Your assignment: Would you filter these records and copy every line that has the word "capital"?
_____
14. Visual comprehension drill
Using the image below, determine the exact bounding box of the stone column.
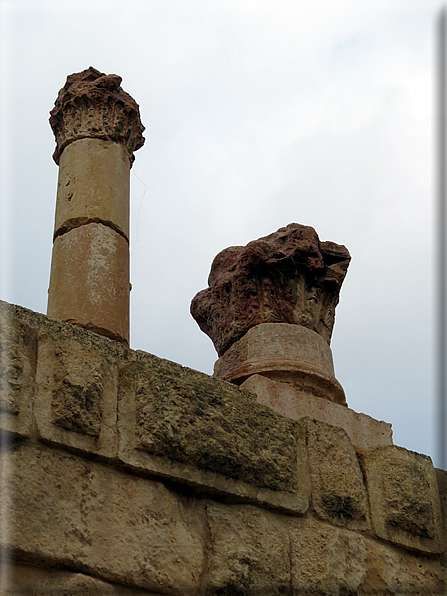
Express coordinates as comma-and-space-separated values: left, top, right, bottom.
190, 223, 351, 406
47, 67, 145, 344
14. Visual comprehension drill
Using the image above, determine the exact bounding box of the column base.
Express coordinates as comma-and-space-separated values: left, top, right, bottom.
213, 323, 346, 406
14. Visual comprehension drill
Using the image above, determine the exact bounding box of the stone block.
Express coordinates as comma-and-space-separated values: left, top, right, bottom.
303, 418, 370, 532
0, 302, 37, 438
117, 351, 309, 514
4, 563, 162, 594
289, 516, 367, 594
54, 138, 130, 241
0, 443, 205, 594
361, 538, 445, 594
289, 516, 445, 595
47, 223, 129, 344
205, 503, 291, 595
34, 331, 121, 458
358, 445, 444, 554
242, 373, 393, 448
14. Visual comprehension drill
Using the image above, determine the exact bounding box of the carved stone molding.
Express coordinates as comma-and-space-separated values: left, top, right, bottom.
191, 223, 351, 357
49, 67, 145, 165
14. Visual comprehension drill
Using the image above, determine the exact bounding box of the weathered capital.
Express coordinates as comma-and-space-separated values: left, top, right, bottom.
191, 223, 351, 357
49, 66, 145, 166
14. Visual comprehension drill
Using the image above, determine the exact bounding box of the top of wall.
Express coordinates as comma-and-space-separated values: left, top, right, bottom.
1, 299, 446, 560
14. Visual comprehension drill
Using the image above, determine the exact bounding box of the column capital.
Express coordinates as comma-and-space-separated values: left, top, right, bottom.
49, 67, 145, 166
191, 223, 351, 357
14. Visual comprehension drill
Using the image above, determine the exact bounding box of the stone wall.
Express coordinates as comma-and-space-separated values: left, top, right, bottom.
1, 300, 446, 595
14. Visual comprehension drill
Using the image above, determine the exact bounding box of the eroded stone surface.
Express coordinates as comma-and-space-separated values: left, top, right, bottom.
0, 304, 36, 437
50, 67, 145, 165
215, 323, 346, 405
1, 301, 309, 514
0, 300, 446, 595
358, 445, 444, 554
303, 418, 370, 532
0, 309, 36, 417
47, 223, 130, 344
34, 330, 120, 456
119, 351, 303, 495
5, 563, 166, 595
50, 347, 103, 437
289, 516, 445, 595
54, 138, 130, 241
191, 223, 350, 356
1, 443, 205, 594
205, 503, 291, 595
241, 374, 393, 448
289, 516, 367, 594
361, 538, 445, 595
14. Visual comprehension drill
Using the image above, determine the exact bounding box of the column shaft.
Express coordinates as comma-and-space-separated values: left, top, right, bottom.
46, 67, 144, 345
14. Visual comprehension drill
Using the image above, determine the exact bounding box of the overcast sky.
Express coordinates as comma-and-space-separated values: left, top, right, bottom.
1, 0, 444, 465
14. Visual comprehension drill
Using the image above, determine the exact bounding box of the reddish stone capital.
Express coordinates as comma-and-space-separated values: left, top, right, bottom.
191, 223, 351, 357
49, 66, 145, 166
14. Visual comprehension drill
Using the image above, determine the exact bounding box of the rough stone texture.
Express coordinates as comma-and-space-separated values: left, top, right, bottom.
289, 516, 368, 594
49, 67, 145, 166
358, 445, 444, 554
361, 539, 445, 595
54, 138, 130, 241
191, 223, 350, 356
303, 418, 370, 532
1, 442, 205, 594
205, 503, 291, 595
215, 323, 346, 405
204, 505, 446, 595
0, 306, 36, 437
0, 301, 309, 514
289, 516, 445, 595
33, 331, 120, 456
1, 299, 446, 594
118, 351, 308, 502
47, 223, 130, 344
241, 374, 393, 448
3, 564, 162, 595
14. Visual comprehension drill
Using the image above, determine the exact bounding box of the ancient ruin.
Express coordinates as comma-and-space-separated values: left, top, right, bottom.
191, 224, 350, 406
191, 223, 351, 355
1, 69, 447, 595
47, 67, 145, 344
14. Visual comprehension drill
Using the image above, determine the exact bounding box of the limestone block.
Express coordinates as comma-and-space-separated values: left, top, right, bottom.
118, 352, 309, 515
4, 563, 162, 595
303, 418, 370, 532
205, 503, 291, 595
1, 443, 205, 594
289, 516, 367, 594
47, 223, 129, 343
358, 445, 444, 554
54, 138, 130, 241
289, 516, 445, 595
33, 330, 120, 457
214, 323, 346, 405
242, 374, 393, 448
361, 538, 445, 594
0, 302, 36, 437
_____
Solution to the problem:
Using the image above, determine the exact bounding box of the weathered capital.
Using the image above, determine the exact bounding box of the column capital.
Using the image above, determine the exact bounding box of the reddish stone capital.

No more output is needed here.